Kutipan teks:
--------------------------------------------------

Thursday, 10 November 2022

Catat Bukan Garuda Indonesia Maskapai Pertama Yang Terbang Dilangit Indonesia



Bicara tentang maskapai penerbangan tentunya secara otomatis anda akan beranggapan yang paling menarik dan bergensi adalah maskapai Garuda Indonesia. Bahkan jika ditanya maskapai apa yang paling pertama di Indonesia tentunya anda pun akan menjawab Garuda Indonesia lagi.

Nah mulai sekarang anda harus tahu nih, bahwa maskapai yang pertama di indonesia sebenarnya bukan Garuda Indonesia? Penasarankan simak ulasan dibawah ini.

Indonesian Airways menjadi maskapai komersial pertama yang ada di negeri ini. Namun, maskapai itu justru tidak banyak beroperasi di Indonesia, melainkan berpusat di Burma (sekarang dikenal dengan Myanmar). Indonesian Airways juga diyakini sebagai maskapai yang pertama kali mengoperasikan penerbangan sipil.

"Penerbangan sipil Indonesia tercipta pertama kali atas inisiatif Angkatan Udara Republik Indonesia (AURI) dengan menyewakan pesawat yang dinamai "Indonesian Airways" kepada pemerintah Burma pada 26 Januari 1949." Tulis halaman resmi Garuda Indonesia.

--------------------------------------------------

Isi kumpulan data:
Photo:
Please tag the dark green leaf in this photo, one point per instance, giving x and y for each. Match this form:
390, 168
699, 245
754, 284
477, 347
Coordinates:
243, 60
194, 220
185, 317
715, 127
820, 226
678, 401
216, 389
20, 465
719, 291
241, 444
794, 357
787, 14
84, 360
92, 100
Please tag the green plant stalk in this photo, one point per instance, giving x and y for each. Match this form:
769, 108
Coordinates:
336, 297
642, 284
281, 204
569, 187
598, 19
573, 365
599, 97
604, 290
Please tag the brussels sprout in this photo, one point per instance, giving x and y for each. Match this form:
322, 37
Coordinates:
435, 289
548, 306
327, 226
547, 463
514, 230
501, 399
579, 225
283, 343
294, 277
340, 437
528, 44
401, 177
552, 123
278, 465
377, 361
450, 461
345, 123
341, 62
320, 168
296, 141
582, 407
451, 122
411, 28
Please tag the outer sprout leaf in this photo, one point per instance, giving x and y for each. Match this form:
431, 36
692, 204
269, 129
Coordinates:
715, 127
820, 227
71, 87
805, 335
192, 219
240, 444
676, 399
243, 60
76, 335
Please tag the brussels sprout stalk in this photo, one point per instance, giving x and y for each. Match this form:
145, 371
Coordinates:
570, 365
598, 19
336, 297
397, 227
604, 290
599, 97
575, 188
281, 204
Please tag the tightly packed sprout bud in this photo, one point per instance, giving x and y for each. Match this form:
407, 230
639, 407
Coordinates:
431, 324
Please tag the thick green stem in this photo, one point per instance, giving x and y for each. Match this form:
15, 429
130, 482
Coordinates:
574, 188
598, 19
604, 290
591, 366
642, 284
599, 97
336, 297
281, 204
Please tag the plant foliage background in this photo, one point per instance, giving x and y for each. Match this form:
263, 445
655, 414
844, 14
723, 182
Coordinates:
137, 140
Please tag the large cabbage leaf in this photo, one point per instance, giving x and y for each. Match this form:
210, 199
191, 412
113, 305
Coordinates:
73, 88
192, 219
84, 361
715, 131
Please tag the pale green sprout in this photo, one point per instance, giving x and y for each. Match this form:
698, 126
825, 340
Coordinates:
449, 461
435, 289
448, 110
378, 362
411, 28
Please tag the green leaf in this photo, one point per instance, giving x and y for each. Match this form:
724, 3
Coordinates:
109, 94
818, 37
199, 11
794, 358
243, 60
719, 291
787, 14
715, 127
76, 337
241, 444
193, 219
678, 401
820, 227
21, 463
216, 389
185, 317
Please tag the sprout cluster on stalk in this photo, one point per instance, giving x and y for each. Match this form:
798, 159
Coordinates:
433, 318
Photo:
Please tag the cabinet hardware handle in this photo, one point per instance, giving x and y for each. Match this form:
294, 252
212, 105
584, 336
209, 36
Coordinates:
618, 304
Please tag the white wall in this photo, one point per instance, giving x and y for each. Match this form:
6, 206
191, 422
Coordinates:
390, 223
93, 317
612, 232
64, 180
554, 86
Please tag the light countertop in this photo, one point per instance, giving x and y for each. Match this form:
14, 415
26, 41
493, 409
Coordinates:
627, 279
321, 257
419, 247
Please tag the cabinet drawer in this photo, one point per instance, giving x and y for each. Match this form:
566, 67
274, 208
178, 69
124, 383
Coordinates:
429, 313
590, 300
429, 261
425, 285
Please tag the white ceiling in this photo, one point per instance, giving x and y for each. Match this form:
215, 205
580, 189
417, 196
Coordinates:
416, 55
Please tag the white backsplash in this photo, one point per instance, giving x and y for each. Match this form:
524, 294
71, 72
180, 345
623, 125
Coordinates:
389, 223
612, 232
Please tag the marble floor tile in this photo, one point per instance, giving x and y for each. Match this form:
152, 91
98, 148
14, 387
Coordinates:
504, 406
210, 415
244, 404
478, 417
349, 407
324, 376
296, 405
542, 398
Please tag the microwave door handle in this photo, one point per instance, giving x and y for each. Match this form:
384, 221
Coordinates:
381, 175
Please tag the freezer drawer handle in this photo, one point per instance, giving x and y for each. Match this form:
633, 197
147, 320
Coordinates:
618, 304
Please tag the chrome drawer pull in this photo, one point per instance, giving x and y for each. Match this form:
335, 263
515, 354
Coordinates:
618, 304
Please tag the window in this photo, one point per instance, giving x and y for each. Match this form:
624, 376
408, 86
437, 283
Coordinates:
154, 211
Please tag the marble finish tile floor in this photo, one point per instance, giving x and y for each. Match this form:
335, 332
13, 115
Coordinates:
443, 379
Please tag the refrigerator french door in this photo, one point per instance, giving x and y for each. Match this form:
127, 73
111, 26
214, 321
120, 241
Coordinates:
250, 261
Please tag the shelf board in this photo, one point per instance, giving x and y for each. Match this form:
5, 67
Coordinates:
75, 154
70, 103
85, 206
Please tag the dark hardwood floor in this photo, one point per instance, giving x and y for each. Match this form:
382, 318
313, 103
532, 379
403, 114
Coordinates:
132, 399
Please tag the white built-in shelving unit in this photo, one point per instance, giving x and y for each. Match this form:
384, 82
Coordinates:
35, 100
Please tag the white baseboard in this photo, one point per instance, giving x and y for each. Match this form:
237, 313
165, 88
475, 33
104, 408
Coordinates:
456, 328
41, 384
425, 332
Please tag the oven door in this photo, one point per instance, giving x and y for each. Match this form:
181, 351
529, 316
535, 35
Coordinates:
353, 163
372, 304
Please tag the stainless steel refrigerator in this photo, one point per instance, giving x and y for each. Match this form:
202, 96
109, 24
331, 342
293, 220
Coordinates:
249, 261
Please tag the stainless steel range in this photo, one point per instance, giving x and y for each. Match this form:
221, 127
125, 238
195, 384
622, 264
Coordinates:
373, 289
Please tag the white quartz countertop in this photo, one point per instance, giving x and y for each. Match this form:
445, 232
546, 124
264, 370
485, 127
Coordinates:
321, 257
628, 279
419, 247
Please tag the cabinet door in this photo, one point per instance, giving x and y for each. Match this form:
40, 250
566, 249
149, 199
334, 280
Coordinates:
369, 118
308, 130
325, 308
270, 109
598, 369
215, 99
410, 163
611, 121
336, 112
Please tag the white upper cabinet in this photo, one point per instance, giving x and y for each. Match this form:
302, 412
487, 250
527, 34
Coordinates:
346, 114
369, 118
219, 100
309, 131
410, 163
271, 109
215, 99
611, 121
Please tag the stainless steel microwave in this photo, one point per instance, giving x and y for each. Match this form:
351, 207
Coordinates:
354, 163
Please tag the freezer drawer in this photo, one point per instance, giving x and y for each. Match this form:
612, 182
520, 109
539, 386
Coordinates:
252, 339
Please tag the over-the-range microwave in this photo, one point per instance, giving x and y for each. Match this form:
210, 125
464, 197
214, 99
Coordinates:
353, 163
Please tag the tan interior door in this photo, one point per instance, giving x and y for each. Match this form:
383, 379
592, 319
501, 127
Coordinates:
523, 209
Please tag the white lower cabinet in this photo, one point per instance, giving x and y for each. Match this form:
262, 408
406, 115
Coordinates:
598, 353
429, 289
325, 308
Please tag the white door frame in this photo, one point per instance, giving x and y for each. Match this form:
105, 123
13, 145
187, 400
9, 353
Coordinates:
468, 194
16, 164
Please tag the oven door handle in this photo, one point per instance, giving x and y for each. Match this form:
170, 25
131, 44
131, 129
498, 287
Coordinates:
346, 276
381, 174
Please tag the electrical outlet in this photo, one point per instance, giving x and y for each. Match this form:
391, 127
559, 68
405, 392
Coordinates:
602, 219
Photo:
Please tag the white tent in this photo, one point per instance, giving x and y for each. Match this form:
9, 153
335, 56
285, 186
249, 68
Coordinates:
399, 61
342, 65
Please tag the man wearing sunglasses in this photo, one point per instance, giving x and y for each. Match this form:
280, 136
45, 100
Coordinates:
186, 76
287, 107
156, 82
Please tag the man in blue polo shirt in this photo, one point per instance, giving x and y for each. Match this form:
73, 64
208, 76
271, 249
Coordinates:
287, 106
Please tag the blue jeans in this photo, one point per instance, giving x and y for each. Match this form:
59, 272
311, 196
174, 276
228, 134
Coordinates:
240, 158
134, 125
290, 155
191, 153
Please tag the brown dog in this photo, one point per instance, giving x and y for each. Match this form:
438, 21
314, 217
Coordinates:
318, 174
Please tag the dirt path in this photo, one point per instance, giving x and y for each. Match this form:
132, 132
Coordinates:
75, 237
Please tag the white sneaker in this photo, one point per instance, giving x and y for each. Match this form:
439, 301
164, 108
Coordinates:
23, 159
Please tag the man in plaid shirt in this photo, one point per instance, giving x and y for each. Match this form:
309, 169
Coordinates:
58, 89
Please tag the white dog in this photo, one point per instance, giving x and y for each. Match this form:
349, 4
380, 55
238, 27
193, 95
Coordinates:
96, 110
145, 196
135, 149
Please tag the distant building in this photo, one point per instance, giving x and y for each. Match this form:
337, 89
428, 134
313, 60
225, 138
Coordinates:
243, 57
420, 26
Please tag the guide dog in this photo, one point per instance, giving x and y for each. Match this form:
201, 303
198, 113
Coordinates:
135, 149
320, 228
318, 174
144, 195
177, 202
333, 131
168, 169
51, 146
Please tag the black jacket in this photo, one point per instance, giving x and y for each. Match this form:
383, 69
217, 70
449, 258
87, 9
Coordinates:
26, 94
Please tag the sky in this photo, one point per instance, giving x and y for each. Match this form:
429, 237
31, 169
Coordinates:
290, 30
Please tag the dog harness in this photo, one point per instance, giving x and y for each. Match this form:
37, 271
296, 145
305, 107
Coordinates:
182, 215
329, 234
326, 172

--------------------------------------------------

Yang harus dibuat:
Jawablah pertanyaan berikut dari teks tentang maskapai pertama Indonesia:
(a) Di negara mana Indonesian Airways berpusat?
(b) Atas inisiatif siapa penerbangan sipil Indonesia pertama kali tercipta?
(c) Pada tanggal berapa pesawat "Indonesian Airways" disewakan kepada pemerintah Burma?
Gunakan hanya teks sebagai sumber jawaban.

Hasil tugas ini:
(a) Di Burma, yang sekarang dikenal dengan Myanmar.
(b) Atas inisiatif Angkatan Udara Republik Indonesia (AURI).
(c) Pada 26 Januari 1949.